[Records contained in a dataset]
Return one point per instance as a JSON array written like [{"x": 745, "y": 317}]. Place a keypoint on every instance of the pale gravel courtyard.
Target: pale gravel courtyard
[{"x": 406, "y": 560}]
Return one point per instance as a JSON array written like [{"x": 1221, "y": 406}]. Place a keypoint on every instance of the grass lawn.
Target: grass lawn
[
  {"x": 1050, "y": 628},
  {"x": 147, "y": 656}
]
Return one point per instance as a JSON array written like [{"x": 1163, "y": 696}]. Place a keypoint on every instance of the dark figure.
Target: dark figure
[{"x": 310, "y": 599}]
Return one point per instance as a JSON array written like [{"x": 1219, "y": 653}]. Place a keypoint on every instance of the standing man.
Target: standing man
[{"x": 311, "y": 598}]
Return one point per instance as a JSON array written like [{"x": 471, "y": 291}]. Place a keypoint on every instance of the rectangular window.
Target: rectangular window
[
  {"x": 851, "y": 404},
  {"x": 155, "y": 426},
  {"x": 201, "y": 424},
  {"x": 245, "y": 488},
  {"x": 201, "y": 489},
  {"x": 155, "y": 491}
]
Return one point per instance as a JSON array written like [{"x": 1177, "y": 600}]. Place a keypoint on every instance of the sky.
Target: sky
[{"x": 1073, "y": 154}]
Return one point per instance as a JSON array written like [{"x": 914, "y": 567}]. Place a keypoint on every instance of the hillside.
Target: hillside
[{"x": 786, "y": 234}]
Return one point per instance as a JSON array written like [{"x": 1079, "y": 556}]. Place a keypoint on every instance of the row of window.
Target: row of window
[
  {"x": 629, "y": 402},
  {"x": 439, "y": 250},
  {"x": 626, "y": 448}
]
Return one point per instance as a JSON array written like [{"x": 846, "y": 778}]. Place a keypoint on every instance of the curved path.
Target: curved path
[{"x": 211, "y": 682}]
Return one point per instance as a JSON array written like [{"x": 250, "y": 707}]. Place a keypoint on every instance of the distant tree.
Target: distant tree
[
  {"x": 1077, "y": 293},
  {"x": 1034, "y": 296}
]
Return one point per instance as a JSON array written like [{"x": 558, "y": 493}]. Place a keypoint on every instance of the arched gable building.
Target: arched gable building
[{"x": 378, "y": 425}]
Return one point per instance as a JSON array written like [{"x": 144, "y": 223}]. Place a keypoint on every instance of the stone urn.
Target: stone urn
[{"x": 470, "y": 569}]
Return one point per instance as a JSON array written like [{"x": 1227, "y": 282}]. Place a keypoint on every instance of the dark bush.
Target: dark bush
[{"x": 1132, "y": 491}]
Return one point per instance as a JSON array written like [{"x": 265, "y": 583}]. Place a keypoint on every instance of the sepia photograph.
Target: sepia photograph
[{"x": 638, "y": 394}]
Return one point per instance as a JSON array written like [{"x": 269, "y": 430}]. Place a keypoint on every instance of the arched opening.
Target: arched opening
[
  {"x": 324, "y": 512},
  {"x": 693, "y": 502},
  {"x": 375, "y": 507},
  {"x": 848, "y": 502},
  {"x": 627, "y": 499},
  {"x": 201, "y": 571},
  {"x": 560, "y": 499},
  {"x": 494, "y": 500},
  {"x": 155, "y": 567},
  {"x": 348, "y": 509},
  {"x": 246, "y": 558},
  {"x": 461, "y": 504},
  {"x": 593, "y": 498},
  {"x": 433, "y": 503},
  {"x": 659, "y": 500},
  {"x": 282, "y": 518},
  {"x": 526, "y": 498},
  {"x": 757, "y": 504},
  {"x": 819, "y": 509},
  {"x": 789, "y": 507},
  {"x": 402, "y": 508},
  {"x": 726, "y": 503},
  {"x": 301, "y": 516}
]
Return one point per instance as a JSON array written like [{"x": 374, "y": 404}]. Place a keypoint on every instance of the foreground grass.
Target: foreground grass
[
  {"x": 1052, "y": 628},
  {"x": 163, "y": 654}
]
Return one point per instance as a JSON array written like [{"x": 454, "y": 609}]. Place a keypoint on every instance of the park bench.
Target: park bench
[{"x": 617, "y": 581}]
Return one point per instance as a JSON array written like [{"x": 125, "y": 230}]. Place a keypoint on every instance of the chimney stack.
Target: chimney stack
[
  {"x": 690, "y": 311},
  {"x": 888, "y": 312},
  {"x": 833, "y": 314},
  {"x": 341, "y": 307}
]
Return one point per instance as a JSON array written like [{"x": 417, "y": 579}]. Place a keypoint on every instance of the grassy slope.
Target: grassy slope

= Objective =
All lines from the one with "the foreground grass." through the final line above are to be quoted exactly; quote no other line.

= Response =
Return one point per instance as a JSON array written like [{"x": 374, "y": 404}]. Place a keypoint on every instance of the foreground grass.
Target: foreground grass
[
  {"x": 1052, "y": 628},
  {"x": 163, "y": 654}
]
Return one point per instance as a JSON array written like [{"x": 454, "y": 609}]. Place a keypoint on every instance of the park bench.
Target: park bench
[{"x": 617, "y": 581}]
Return one point per instance as a JSON array written like [{"x": 125, "y": 230}]. Place a keypoint on every instance of the chimney stack.
Target: chimney stack
[
  {"x": 690, "y": 311},
  {"x": 888, "y": 312},
  {"x": 833, "y": 314},
  {"x": 341, "y": 307}
]
Return one point per instance as a JSON array written like [{"x": 417, "y": 579}]. Place a keypoint on every instance of the grassy slope.
Target: grassy slope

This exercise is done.